▶ Goal of the exercise
The lines to extract begin at the one containing "Indicate every instance of the rider's" and run to the end of the listing; set them down exactly and alone.

▶ Data listing

§

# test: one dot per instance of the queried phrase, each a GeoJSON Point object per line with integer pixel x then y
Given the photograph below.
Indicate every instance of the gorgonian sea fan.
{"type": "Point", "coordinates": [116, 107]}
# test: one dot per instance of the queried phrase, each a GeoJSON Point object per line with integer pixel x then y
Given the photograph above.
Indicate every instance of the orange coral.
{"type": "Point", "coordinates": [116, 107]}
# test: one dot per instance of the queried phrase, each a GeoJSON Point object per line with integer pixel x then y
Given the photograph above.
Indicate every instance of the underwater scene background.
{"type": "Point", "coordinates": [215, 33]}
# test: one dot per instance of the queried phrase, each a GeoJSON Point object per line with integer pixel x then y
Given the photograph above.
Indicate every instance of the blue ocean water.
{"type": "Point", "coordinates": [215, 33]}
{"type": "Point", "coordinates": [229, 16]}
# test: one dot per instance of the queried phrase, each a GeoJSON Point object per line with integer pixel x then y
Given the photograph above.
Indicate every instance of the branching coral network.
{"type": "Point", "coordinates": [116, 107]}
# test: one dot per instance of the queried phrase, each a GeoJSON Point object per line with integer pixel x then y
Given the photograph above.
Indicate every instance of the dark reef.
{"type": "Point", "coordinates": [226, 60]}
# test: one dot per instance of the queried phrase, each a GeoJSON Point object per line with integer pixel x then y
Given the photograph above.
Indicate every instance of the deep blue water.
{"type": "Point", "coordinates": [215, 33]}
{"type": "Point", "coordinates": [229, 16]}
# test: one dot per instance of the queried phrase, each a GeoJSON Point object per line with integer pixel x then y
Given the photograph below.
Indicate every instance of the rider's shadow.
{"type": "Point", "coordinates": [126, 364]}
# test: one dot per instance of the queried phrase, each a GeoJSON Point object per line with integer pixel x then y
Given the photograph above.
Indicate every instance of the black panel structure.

§

▶ Answer
Indicate every instance of the rider's shadow.
{"type": "Point", "coordinates": [126, 364]}
# test: one dot per instance of the queried phrase, each a GeoJSON Point object per line with integer pixel x then y
Given the photograph above.
Indicate every instance of the black panel structure.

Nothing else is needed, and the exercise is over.